[GIVEN DATA Boundary: Start]
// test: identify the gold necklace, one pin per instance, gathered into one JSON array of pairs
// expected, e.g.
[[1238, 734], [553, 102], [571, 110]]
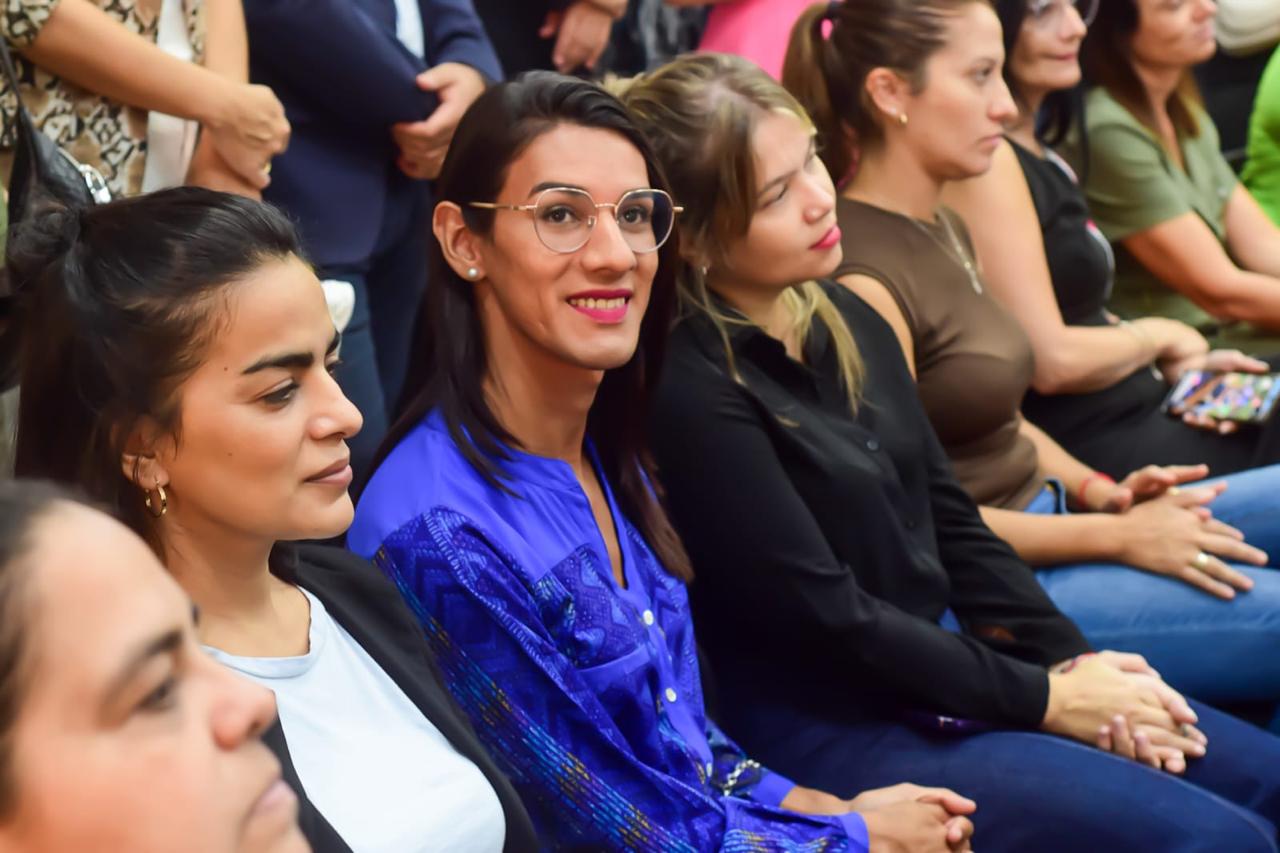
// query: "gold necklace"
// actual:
[[955, 251]]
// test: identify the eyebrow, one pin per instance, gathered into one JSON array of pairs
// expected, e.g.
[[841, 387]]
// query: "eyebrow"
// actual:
[[291, 360], [167, 643], [784, 178], [553, 185]]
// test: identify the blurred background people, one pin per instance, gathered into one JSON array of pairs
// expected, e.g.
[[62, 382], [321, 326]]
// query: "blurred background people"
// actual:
[[374, 90]]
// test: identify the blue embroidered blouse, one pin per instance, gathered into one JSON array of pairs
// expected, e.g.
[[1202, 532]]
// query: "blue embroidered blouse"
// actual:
[[586, 692]]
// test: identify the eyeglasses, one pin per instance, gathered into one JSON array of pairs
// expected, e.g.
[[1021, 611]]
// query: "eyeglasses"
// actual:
[[563, 218], [1047, 14]]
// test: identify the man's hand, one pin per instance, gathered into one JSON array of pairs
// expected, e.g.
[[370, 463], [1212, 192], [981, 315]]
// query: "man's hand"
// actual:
[[581, 35], [208, 169], [423, 145]]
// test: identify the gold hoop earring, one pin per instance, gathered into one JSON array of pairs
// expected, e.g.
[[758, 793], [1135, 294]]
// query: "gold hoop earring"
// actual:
[[163, 502]]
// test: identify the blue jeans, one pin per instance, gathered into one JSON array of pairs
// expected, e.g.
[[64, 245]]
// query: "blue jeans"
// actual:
[[1036, 792], [1217, 651]]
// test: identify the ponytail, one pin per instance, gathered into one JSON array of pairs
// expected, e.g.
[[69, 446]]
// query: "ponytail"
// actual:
[[812, 73]]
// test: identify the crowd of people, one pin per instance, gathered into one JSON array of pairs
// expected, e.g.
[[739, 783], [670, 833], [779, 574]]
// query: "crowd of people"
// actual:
[[479, 425]]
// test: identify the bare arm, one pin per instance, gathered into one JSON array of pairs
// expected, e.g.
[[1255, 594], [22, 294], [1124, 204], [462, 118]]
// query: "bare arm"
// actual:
[[1187, 255], [1051, 539], [227, 41], [126, 67], [1252, 237], [1001, 217]]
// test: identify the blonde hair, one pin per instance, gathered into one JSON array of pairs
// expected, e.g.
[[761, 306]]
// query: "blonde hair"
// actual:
[[699, 113], [827, 69]]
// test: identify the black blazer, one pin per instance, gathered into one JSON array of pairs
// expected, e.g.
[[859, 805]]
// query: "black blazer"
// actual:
[[370, 609]]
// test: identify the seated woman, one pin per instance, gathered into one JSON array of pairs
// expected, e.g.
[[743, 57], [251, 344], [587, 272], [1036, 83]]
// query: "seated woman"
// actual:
[[1093, 389], [516, 503], [177, 366], [1262, 169], [119, 731], [1191, 241], [845, 584], [912, 261]]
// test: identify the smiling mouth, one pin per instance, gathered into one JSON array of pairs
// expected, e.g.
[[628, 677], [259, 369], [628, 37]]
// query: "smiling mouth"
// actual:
[[606, 308], [602, 305], [337, 474]]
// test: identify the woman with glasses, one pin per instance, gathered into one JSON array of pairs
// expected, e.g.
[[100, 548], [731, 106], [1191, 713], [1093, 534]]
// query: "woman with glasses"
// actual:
[[1100, 383], [516, 503], [1191, 242], [181, 345]]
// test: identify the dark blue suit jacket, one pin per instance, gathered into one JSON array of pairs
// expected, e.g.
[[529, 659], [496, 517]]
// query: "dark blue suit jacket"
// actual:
[[344, 80]]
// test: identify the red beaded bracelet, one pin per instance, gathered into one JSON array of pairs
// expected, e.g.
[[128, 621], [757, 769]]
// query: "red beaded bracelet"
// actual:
[[1084, 484]]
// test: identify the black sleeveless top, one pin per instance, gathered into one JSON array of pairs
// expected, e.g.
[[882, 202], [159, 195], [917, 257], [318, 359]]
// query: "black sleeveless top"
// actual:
[[1082, 269]]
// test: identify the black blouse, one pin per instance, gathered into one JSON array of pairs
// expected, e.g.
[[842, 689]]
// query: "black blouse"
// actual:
[[1082, 268], [827, 546]]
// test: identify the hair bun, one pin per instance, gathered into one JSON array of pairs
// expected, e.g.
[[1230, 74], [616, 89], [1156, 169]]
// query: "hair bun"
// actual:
[[40, 242]]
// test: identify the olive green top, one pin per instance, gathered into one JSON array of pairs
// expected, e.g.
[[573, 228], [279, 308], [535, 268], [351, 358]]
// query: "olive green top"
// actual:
[[1133, 185], [1262, 172]]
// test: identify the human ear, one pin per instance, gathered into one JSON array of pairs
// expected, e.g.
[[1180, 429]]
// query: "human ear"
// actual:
[[144, 459], [461, 245], [888, 92]]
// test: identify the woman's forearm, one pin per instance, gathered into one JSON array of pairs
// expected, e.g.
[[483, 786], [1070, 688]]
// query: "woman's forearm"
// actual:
[[83, 45], [1055, 539], [1089, 357]]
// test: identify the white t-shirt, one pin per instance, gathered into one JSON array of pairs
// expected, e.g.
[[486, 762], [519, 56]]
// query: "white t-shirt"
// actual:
[[378, 770], [408, 27]]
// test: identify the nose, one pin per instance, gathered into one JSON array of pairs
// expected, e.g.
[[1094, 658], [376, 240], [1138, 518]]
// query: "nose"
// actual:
[[241, 708], [819, 196], [606, 249], [1002, 108], [336, 415]]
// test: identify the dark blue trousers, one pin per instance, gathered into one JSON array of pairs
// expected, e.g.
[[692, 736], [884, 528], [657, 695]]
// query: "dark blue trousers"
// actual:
[[1040, 793]]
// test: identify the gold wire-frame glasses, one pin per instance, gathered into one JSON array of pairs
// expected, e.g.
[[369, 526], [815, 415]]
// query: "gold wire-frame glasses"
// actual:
[[565, 217]]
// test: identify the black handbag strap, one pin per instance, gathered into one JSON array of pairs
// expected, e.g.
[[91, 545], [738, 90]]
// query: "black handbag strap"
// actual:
[[12, 78]]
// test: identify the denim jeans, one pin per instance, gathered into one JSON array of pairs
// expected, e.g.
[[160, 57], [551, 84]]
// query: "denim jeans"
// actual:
[[1217, 651], [1038, 793]]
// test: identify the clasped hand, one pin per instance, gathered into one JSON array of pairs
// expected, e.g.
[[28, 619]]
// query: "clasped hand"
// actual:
[[901, 817], [1119, 703], [1170, 530]]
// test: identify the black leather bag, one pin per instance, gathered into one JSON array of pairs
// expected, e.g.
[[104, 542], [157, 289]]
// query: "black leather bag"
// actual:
[[42, 173]]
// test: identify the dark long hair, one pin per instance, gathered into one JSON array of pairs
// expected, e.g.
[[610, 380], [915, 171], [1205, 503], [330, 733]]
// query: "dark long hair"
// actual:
[[1106, 56], [119, 304], [448, 366], [1060, 109]]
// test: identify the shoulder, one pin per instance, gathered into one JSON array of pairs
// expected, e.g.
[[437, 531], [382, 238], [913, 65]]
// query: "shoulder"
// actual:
[[1102, 110], [423, 474], [869, 329]]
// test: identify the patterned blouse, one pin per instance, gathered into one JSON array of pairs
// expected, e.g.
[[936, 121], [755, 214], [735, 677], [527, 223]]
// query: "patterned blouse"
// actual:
[[588, 692], [96, 131]]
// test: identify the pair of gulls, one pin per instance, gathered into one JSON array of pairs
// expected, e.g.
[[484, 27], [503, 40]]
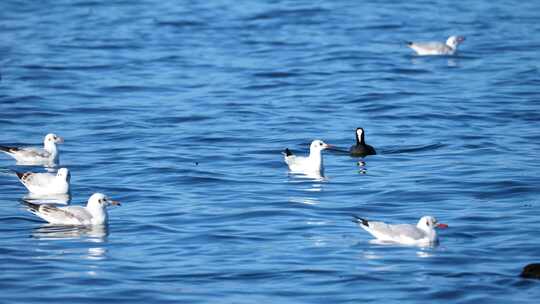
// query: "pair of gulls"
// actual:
[[423, 233], [95, 211]]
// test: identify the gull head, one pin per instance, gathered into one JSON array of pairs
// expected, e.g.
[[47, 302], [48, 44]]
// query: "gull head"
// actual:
[[101, 201], [53, 138], [318, 145], [63, 173], [454, 41], [427, 223]]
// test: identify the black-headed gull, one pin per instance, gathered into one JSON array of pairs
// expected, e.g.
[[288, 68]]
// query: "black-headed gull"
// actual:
[[48, 155], [95, 212], [46, 183], [361, 148], [437, 48], [312, 164], [420, 234]]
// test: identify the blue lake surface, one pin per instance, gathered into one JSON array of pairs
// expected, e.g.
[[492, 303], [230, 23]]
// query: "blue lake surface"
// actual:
[[180, 109]]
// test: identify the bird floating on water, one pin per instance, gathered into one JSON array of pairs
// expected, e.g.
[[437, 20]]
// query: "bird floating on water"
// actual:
[[95, 212], [361, 148], [423, 233], [437, 48], [46, 183], [312, 164], [33, 156]]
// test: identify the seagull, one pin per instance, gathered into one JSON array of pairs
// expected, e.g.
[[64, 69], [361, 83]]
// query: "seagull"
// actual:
[[31, 156], [407, 234], [313, 164], [95, 212], [361, 148], [46, 183], [437, 48]]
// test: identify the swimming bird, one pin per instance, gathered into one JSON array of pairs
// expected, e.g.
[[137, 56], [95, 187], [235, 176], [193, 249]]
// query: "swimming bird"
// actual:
[[46, 183], [361, 148], [95, 212], [312, 164], [437, 48], [421, 234], [48, 155]]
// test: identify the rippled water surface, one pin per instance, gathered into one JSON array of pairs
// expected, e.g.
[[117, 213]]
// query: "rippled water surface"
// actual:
[[180, 110]]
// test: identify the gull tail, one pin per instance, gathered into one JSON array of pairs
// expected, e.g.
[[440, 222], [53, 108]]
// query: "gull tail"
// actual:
[[20, 175], [34, 208], [359, 220], [287, 152], [5, 149]]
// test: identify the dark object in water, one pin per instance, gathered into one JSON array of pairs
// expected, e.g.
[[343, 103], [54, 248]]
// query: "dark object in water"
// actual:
[[531, 271], [361, 148]]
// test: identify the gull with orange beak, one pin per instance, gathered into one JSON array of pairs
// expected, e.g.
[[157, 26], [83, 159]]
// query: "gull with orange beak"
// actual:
[[422, 234], [49, 155], [95, 212], [312, 164]]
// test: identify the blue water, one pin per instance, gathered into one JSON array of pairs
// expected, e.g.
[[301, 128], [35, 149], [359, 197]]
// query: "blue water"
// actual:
[[180, 111]]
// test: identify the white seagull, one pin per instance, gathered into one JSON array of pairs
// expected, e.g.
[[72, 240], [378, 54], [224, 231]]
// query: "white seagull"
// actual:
[[46, 183], [437, 48], [422, 234], [95, 212], [312, 164], [31, 156]]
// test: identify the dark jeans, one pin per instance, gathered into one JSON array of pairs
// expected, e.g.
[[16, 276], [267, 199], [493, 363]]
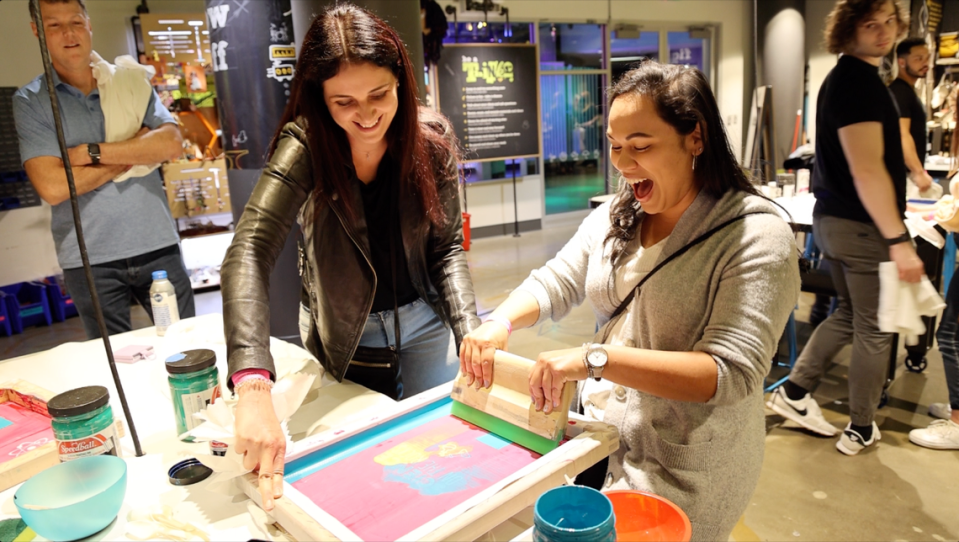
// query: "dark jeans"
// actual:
[[948, 342], [854, 250], [118, 280]]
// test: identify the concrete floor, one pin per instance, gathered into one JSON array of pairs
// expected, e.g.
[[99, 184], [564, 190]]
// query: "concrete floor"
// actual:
[[808, 490]]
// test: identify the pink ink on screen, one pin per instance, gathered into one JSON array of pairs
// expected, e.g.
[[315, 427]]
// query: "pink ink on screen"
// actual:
[[400, 484], [21, 430]]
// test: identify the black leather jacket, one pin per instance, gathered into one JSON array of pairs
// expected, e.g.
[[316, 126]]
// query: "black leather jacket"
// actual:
[[338, 276]]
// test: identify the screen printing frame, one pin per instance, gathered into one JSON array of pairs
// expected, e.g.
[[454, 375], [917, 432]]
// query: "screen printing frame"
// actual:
[[590, 441]]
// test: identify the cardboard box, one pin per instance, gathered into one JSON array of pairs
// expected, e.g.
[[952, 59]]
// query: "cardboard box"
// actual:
[[197, 188]]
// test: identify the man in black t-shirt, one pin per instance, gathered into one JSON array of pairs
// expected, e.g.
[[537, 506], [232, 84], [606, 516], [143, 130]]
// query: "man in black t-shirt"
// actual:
[[913, 58], [860, 185]]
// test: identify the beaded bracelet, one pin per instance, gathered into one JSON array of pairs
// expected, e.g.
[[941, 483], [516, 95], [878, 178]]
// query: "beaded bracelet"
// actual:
[[500, 320], [255, 383]]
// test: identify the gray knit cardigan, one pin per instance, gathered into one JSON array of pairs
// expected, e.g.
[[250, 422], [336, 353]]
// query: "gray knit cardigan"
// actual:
[[730, 297]]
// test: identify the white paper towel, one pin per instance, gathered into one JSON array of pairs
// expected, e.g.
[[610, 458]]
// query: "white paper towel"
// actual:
[[903, 304]]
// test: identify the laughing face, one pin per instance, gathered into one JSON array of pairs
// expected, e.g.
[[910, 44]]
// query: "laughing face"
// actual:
[[69, 35], [362, 99], [652, 156]]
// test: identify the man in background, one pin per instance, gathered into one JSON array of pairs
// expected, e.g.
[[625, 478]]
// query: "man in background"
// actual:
[[128, 227], [860, 185], [913, 58]]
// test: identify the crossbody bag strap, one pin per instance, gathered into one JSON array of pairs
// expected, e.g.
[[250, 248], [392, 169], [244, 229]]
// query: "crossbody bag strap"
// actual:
[[632, 294], [395, 222]]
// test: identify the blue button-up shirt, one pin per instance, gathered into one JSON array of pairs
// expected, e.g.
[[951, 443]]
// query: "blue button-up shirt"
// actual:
[[120, 220]]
[GIVEN DATA Boundary: End]
- **YOUR GOAL**:
In the records above, find the lines holding "jeans". Copy each one.

- **WRITTEN RESPONSE**:
// test: identify the blue jeans, one pin per instance, gathered into one JSON array of pairs
// query: "blue jeans"
// test: identify the denim jeans, one pin per instance, gathered into one JSON array of pairs
// query: "denim jeans"
// test: identify the dark jeans, one pin per instance, gathered into one JSON array of pairs
// query: "dark jeans"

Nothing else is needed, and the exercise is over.